**Your instructions:** What you return must be the lines from the first one below through the one containing "Where can the blue jeans", exactly and with pictures excluded.

**Record extracts:**

****************************************

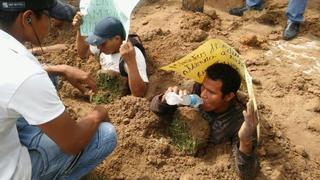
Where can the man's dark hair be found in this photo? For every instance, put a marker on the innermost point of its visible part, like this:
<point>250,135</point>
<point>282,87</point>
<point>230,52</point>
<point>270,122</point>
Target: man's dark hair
<point>7,18</point>
<point>229,77</point>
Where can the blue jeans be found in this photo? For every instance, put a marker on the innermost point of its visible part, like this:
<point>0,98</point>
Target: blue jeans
<point>295,9</point>
<point>49,162</point>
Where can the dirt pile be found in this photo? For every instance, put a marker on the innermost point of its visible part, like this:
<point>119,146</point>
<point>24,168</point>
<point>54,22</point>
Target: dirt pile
<point>286,77</point>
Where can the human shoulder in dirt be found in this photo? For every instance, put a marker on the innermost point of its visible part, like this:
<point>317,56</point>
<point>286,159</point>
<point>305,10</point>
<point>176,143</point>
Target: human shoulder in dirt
<point>227,118</point>
<point>107,42</point>
<point>38,137</point>
<point>294,13</point>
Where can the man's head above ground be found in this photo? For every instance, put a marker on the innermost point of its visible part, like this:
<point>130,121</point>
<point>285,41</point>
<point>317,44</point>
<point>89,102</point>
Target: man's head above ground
<point>219,87</point>
<point>108,35</point>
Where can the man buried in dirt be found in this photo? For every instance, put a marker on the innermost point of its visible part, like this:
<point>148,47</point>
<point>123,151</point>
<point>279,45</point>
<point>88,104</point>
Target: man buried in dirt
<point>227,119</point>
<point>38,137</point>
<point>116,55</point>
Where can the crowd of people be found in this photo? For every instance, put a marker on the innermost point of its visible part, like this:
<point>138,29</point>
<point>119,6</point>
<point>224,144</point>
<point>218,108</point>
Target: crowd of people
<point>40,140</point>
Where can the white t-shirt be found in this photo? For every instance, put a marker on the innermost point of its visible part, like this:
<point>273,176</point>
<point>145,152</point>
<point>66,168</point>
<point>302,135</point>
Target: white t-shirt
<point>25,90</point>
<point>111,62</point>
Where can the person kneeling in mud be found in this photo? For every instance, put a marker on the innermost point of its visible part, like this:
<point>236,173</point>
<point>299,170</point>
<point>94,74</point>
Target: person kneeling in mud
<point>115,54</point>
<point>227,118</point>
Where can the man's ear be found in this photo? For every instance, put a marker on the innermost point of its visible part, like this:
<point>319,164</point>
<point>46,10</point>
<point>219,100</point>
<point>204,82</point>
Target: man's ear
<point>118,38</point>
<point>228,97</point>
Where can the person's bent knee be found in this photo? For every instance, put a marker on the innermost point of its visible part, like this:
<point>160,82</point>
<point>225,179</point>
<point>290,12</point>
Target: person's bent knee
<point>108,137</point>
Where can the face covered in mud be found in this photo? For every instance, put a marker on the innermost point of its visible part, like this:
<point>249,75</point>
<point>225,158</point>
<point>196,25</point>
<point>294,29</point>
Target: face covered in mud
<point>110,46</point>
<point>213,98</point>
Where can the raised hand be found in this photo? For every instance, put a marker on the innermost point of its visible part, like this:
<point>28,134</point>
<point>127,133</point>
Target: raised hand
<point>248,128</point>
<point>128,53</point>
<point>77,20</point>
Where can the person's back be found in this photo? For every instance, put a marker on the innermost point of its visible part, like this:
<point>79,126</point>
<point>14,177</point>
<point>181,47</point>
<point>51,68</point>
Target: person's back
<point>14,70</point>
<point>108,45</point>
<point>33,120</point>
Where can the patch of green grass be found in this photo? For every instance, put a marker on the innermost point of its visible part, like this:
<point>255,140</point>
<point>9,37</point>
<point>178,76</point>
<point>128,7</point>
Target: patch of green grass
<point>180,137</point>
<point>110,87</point>
<point>106,81</point>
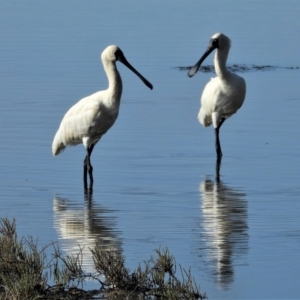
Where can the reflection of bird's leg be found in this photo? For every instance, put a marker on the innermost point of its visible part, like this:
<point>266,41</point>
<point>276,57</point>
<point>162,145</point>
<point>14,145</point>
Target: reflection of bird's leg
<point>218,168</point>
<point>87,166</point>
<point>218,144</point>
<point>88,193</point>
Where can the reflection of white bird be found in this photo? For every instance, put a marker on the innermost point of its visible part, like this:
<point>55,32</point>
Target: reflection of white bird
<point>224,222</point>
<point>224,94</point>
<point>83,227</point>
<point>91,117</point>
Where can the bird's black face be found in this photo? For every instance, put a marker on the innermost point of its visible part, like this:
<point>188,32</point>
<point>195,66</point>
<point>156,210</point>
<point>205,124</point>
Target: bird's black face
<point>120,57</point>
<point>214,43</point>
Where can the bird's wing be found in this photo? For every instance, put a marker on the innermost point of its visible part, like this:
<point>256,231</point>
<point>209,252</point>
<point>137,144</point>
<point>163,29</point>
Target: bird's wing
<point>81,119</point>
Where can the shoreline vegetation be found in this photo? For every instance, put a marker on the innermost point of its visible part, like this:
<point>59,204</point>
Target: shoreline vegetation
<point>27,273</point>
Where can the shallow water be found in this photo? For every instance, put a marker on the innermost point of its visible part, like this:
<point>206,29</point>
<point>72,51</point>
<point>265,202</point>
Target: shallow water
<point>155,181</point>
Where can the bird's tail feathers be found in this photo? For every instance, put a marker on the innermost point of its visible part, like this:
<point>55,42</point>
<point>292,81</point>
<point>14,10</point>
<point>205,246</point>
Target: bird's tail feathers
<point>57,145</point>
<point>204,119</point>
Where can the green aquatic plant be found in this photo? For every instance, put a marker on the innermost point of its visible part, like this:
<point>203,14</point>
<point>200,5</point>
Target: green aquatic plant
<point>26,273</point>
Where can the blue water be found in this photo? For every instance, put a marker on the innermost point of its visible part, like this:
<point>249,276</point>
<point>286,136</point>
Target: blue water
<point>155,169</point>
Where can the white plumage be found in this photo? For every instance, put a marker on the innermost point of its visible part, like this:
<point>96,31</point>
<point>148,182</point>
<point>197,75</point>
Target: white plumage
<point>92,116</point>
<point>222,95</point>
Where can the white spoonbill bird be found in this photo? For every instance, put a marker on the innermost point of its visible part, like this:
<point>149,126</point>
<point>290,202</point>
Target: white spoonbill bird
<point>91,117</point>
<point>222,95</point>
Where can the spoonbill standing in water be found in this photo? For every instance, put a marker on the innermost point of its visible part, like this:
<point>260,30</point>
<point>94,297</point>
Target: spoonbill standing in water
<point>224,94</point>
<point>91,117</point>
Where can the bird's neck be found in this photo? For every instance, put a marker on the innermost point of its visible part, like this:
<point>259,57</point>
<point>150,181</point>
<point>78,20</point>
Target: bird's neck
<point>220,63</point>
<point>114,81</point>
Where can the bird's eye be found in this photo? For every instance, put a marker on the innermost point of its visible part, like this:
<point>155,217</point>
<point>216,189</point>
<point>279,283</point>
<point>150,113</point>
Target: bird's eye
<point>118,53</point>
<point>215,42</point>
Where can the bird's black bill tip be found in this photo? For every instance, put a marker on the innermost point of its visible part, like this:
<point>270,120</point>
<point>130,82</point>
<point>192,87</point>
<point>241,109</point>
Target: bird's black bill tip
<point>149,85</point>
<point>193,70</point>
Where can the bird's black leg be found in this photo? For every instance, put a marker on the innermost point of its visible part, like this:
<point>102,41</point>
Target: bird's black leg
<point>218,144</point>
<point>87,167</point>
<point>218,168</point>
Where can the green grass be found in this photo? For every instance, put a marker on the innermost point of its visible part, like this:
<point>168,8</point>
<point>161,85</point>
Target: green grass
<point>26,273</point>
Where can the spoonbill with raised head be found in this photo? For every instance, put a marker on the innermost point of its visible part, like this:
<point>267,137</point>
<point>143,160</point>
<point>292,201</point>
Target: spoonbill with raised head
<point>92,116</point>
<point>222,95</point>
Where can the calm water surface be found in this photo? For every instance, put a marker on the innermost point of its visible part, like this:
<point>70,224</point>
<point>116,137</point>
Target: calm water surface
<point>155,181</point>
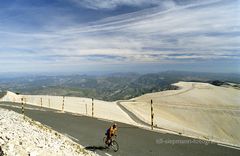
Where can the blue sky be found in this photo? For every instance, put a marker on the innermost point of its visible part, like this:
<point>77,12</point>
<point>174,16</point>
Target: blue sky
<point>119,35</point>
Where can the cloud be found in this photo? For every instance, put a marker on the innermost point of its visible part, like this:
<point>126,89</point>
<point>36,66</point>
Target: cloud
<point>112,4</point>
<point>199,31</point>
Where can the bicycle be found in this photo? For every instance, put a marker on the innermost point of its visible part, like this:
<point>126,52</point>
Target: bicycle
<point>113,143</point>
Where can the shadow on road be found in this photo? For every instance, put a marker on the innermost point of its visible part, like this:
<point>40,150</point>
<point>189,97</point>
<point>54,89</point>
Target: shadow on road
<point>94,148</point>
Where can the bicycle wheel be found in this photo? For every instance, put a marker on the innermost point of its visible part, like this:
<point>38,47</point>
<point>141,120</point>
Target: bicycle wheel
<point>104,140</point>
<point>114,146</point>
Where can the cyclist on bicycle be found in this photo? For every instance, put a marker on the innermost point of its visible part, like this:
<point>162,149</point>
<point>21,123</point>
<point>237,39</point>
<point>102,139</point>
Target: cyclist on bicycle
<point>112,131</point>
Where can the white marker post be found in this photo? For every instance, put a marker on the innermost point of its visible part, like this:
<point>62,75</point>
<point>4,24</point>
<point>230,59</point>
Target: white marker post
<point>152,115</point>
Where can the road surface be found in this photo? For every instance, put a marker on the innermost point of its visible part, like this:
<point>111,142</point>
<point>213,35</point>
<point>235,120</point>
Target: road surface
<point>133,141</point>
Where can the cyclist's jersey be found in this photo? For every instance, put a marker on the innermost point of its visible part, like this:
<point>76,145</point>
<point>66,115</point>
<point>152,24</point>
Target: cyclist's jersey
<point>112,131</point>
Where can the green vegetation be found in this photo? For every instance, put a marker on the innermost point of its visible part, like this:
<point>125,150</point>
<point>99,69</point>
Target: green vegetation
<point>108,87</point>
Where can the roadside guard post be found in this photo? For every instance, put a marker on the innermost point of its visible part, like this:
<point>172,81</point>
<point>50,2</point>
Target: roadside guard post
<point>92,108</point>
<point>23,107</point>
<point>41,102</point>
<point>152,115</point>
<point>63,103</point>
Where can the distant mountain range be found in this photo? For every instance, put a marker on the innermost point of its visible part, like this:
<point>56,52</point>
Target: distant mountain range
<point>108,87</point>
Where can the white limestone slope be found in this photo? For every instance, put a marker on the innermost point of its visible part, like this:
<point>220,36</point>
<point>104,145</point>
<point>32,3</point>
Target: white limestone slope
<point>19,136</point>
<point>102,109</point>
<point>196,109</point>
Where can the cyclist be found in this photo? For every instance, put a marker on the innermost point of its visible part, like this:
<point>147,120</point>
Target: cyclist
<point>111,131</point>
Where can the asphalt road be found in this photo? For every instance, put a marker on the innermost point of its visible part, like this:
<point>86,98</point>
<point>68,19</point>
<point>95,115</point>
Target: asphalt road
<point>133,141</point>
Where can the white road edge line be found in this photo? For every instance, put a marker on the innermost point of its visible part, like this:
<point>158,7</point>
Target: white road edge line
<point>108,154</point>
<point>229,146</point>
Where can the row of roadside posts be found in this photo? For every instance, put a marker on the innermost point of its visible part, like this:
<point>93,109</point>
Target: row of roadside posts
<point>24,101</point>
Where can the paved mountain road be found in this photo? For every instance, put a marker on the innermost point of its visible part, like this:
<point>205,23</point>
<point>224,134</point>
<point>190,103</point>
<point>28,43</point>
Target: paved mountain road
<point>133,141</point>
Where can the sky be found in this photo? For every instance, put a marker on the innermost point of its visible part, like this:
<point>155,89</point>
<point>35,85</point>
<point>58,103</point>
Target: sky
<point>38,36</point>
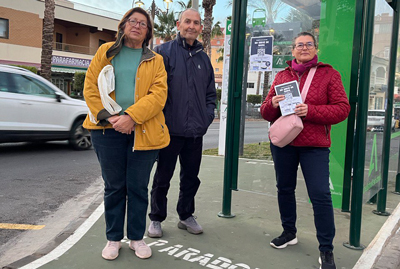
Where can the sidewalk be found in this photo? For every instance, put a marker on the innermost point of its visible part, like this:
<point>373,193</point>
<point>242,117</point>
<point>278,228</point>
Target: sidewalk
<point>239,242</point>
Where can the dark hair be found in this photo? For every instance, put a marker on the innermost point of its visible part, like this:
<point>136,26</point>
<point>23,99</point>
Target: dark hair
<point>304,34</point>
<point>122,23</point>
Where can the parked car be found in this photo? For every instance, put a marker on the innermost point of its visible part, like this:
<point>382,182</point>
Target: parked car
<point>376,120</point>
<point>33,109</point>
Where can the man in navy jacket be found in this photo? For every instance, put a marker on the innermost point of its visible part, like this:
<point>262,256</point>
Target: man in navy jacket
<point>189,111</point>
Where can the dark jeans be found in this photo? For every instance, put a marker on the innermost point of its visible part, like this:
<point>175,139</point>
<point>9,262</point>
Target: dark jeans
<point>314,164</point>
<point>189,151</point>
<point>126,175</point>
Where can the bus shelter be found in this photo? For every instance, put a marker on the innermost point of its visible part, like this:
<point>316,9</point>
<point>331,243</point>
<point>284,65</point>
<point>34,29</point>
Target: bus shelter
<point>360,40</point>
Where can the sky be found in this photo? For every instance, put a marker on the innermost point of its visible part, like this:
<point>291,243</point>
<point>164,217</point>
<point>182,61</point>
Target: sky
<point>116,8</point>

****************************************

**Written response:**
Where can the man's dark hair be found in this photo? For every instance, put a marker on the innermost point of its visible part, like this:
<point>250,135</point>
<point>282,87</point>
<point>230,52</point>
<point>270,122</point>
Target: man's dark hair
<point>7,18</point>
<point>229,77</point>
Where can the blue jeans be found in this photo? For every instance, put a marker on the innermost point of its visible part, like this:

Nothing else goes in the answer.